Hi, I'm Jacob Block, and I'm an EECE 
student here at Georgia Tech. 
Today I'll be going over and extra 
problem on RC Circuits. 
So, in this extra problem, were going to 
be looking at an RC circuit. 
And in this, so, for here, we have a a 5 
volt source for a 300k resistor, a 10 
microfarad capacitor, a switch. 
and the switch closes at t equals 0, and 
a 150k ohm resistor. 
So, in this problem, we want to know what 
is the voltage across the capacitor for 
all time t. 
So, let's take this setup the circuit in 
two stages. 
So, the first stage we're going to look 
at before the switch is flipped. 
Before the switch is flipped, we have an 
open circuit here. 
And that means that we have simply a 
resistor and a capacitor. 
And this capacitor, since this circuit 
has been running for a really long time, 
for t less than than 0, the capacitor is 
filled up. 
And for a filled capacitors, we can 
replace those with an open circuit. 
So, really, quickly we know there is no 
current because of the open circuit. 
So, this top node has to have a voltage 
of 5 relative to this bottom node. 
So, the voltage across here, Vc or, t 
less than 0, is 5 volts. 
Now, we have our switch flipped. 
There's kind of 2 so now that our switch 
is flipped, we have our voltage source, 
resistor, capacitor, and our parallel 
resistor. 
5 volts, 300k, 10 microfarads, and 150k. 
So, how do we analyze this circuit now? 
Well, we can set up a KCL at this node. 
And then, use the currents calculate the 
current in this top branch, the capacitor 
branch, and this resistor branch. 
So, let's go ahead and do that. 
So, we kind of blow up this node, here. 
We know that the the voltage at this node 
is Vc. 
And the voltage at this top node is 5. 
And then, we have our resistor in the 
middle. 
So, the current through this resistor is 
5 minus Vc over 300k, and similarly for 
this branch. 
We know that the voltage is Vc here. 
And the voltage is 0 here. 
And so, we know the current over across 
the resistor is Vc minus 0 over 150k. 
And finally, for the bottom branch, the 
current through a capacitor is the 
capacitance times the change in voltage. 
So, we can write our, our KCL, so the sum 
of the currents in have to be equal to 
the sum of the currents out. 
That tells us that we have 5 minus Vc. 
on the left side, over 300k. 
And on the right side, we have Vc over 
150k, plus, this 10 micro microfarad 
capacitor times dVc, dt.

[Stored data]
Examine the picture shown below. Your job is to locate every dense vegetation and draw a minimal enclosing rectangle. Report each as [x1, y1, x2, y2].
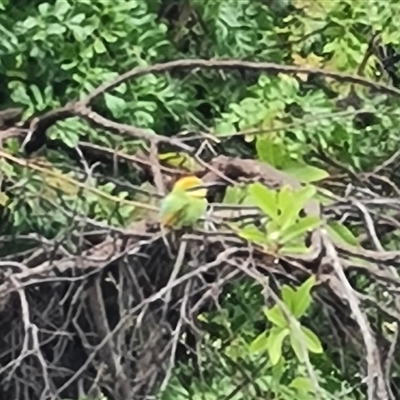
[0, 0, 400, 400]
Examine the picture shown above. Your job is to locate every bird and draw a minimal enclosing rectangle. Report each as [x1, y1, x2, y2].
[160, 175, 208, 227]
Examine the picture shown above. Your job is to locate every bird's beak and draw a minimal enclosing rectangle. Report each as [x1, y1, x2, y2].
[187, 182, 226, 192]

PROBLEM SET>
- a) Write out the part of the RC circuit walkthrough between "And then, use" and "this node, here.", inclusive.
- b) In the RC circuit walkthrough, rewrite the passage that begins "So, the first stage we're going to look at before the switch is flipped" and ends "is 5 volts." as a short bulleted list that keeps its main facts.
The items are separate material from the RC circuit walkthrough.

ANSWERS TO THE EXERCISE>
- a)
And then, use the currents calculate the 
current in this top branch, the capacitor 
branch, and this resistor branch. 
So, let's go ahead and do that. 
So, we kind of blow up this node, here.

- b)
- Before the switch is flipped, the circuit is open, leaving only a resistor and a capacitor.
- For t less than 0, the circuit has been running for a long time, so the capacitor is filled up and can be replaced with an open circuit.
- Because of the open circuit, no current flows, so the top node is at 5 volts relative to the bottom node.
- The voltage across the capacitor, Vc, for t less than 0 is therefore 5 volts.